## BEGIN SELECTED TEXT

You Can’t Manage What You Can’t Measure: Why Tracking Sustainability Progress Is Key

Sustainable San Mateo County (SSMC) is a local nonprofit organization that was founded in 1992. Its goal is to build awareness around sustainability issues and accelerate sustainability adoption on the ground. The organization is dedicated to driving impactful action on economic, environmental, and social equity issues. These “three E’s” of sustainability all need to be in balance to achieve true sustainability. SSMC offers the following  three main programs:

  1. Indicators Report, which tracks sustainability progress in local cities and the county
  2. Awards Program, which celebrates local sustainability champions and, in partnership with AIASMC, Green Building award recipients. 
  3. Sustainability Ideas Bank, which compiles and shares successful policies and programs implemented by local governments and businesses to accelerate sustainability.

Indicators Report 2020

Sustainable San Mateo County’s Indicator Report (IR) Program has been in existence since 1997. Christine Kohl-Zaugg, Executive Director of SSMC, says that the report was started with the recognition that one cannot manage what one can’t measure.

## END SELECTED TEXT
## BEGIN DATA LINES

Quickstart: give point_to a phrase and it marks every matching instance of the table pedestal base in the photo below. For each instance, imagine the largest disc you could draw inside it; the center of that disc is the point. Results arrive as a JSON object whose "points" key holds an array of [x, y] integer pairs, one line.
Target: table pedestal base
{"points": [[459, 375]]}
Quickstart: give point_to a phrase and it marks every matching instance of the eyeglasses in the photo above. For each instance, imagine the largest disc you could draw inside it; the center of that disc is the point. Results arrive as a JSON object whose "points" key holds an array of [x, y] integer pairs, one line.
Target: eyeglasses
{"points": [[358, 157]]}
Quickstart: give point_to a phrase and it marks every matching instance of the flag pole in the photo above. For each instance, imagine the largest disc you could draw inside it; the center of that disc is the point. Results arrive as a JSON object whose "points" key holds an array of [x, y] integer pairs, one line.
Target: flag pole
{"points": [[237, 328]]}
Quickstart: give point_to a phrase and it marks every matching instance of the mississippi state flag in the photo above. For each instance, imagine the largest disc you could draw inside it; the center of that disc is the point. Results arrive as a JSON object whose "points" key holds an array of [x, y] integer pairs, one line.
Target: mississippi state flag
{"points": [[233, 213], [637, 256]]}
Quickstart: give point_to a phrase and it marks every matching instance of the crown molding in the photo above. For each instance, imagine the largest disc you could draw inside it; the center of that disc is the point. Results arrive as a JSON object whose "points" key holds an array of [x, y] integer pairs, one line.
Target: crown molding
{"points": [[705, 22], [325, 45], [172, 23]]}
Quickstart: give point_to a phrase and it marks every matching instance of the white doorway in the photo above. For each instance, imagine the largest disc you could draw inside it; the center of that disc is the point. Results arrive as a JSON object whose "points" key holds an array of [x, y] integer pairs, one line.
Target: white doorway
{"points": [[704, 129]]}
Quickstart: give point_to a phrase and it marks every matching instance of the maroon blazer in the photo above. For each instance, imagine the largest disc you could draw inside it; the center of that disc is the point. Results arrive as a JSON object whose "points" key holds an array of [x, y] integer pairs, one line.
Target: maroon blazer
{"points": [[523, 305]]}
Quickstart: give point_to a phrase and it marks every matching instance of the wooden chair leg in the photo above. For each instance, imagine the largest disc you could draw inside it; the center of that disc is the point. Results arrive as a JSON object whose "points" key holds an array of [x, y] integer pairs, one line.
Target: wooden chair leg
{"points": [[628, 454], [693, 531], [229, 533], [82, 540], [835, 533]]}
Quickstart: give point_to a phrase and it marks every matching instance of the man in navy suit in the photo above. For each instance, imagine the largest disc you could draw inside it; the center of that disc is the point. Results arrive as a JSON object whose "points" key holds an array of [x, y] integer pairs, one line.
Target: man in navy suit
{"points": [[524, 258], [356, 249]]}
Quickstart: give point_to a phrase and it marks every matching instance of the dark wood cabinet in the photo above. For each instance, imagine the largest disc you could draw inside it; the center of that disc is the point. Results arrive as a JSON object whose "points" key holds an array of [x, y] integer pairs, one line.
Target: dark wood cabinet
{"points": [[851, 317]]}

## END DATA LINES

DIRECTIONS FOR THIS TASK
According to the text about Sustainable San Mateo County, in what year was the organization founded? The material has no connection to the text about Sustainable San Mateo County.

COMPLETE ANSWER
It was founded in 1992.